EXERCISE BRIEF: Please write out the records again, switching "top-left corner" to "upper-left corner" and keeping everything else the same. Omit the pictures from your answer.

Shape boundary records
+---+

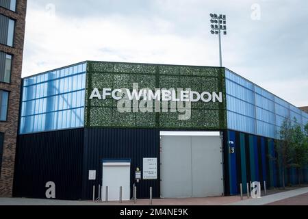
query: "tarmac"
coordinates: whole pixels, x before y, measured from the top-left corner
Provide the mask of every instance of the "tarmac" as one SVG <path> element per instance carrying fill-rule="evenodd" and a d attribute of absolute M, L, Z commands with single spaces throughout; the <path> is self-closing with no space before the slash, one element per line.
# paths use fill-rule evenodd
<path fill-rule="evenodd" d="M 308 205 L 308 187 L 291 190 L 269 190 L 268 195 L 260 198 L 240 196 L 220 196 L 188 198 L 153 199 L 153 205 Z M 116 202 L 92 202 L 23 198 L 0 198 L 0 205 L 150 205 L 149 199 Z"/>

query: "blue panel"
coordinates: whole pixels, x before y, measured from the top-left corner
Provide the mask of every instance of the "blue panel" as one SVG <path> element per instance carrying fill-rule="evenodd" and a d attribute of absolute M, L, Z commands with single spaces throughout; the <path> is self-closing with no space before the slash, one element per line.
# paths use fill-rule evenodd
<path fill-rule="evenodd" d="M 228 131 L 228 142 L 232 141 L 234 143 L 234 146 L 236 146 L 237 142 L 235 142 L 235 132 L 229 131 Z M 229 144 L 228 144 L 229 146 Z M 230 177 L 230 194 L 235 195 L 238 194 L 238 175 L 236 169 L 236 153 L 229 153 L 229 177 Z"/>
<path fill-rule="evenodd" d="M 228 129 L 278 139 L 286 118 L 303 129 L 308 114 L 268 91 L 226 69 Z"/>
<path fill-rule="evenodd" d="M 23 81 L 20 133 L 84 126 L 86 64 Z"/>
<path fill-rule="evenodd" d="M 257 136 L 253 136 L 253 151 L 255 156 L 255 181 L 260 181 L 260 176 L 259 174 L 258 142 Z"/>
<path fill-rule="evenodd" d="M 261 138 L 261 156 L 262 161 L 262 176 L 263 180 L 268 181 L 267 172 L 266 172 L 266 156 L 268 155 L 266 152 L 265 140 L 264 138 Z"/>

+---+

SOLUTION FOR THIS PROBLEM:
query: "tarmac"
coordinates: whole pixels, x before y, measured from the upper-left corner
Provide the mask of every instance of the "tarmac" as one SVG <path> element per instance carrying fill-rule="evenodd" and a d attribute of absolute M, L, Z commands with single spaces throughout; the <path> is self-closing with no space before the slash, one element per line.
# paths use fill-rule evenodd
<path fill-rule="evenodd" d="M 308 205 L 308 187 L 291 190 L 269 190 L 268 195 L 260 198 L 240 196 L 220 196 L 188 198 L 153 199 L 153 205 Z M 116 202 L 92 202 L 23 198 L 0 198 L 0 205 L 150 205 L 149 199 Z"/>

query: "blue panel"
coordinates: whole pixels, x before y, measured from the upper-left corner
Provide the mask of every instance of the "blue panel" as one SVG <path> element per instance carrying fill-rule="evenodd" and a d attribute of absolute M, L, Z commands with single spaces throughout; the <path> is self-closing with no space before the slash, one element per line.
# paths use fill-rule evenodd
<path fill-rule="evenodd" d="M 228 131 L 228 142 L 232 141 L 234 143 L 234 146 L 236 146 L 237 142 L 235 142 L 235 132 L 229 131 Z M 229 144 L 228 144 L 229 146 Z M 230 177 L 230 194 L 235 195 L 238 194 L 238 175 L 236 169 L 236 153 L 229 153 L 229 177 Z"/>
<path fill-rule="evenodd" d="M 228 129 L 278 139 L 286 118 L 303 129 L 308 114 L 268 91 L 226 69 Z"/>
<path fill-rule="evenodd" d="M 23 81 L 20 133 L 84 126 L 86 64 Z"/>
<path fill-rule="evenodd" d="M 257 136 L 253 136 L 253 151 L 255 156 L 255 181 L 260 181 L 260 176 L 259 174 L 258 142 Z"/>
<path fill-rule="evenodd" d="M 261 138 L 261 156 L 262 161 L 262 176 L 263 180 L 268 181 L 267 172 L 266 172 L 266 156 L 268 155 L 266 152 L 265 140 L 264 138 Z"/>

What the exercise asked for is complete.